## TASK DETAILS
All lines of the material that contain "cloud" must be copied out.

## PROVIDED ENTRIES

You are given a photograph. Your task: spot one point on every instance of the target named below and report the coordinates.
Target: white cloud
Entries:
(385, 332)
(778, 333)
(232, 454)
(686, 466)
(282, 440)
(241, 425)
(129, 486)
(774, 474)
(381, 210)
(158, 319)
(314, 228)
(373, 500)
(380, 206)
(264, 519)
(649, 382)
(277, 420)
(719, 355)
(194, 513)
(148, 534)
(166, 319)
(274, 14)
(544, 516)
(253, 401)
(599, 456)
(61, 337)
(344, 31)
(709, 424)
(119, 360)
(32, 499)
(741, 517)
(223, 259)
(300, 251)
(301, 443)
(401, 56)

...

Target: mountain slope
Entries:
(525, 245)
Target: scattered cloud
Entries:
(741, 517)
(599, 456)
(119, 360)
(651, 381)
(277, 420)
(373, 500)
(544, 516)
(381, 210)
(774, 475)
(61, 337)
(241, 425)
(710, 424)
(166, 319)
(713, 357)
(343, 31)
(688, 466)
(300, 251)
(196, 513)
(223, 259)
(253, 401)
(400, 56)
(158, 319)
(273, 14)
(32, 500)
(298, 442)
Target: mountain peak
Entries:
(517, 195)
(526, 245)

## FINISHED EXERCISE
Target: white cloud
Target: scattered cloud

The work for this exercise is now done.